● **PROVIDED TEXT**:
=====
Starting from scratch by sowing a new lawn can sometimes be the best option for a bigger garden. However achieving your perfect lawn can take some time, and requires good preparation and choosing the right seed. Here are some simple guidelines to help you get started.
What You’ll Need:
Choosing the right lawn seed for your lifestyle
Does the grass always seem greener next door? That’s probably because they have a different grass variety to your own. Choosing grass seed can seem confusing, so start by considering how you plan to use your lawn. Then factor in the basic conditions in your garden and you’re ready to select your seed with confidence.
Everyday lawns: Lawn seed with ryegrass
Need hardwearing grass for recreational use? Choose a lawn seed mix with added ryegrass. This is ideal for lawns where children play, dogs run, etc. It is resilient and will give you good colour all year round.
For a top-quality finish on a picture lawn, choose a premium lawn grass seed mix. This offers a blend of the best varieties of the UK’s natural grasses. It will require higher maintenance but will look superb if treated gently.
Shady lawn: Seed mixture
If your lawn is in shade for much of the day, a special shady lawn grass mixture is ideal. These mixes are carefully chosen as they can survive in difficult areas. Although they are very hardy, you will still have to give your lawn care and attention.
How to sow your own lawn
When sowing a new lawn from scratch, spring and autumn are the best seasons. To achieve some great results you will need to do a bit of planning.
=====
● **RAW DATA**:
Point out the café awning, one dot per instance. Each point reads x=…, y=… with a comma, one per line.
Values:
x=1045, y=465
=====
● **TASK DETAILS**:
According to the lawn guide, which seasons are best for sowing a new lawn from scratch? The listing isn't needed for this.

● **COMPLETED EXERCISE**:
Spring and autumn.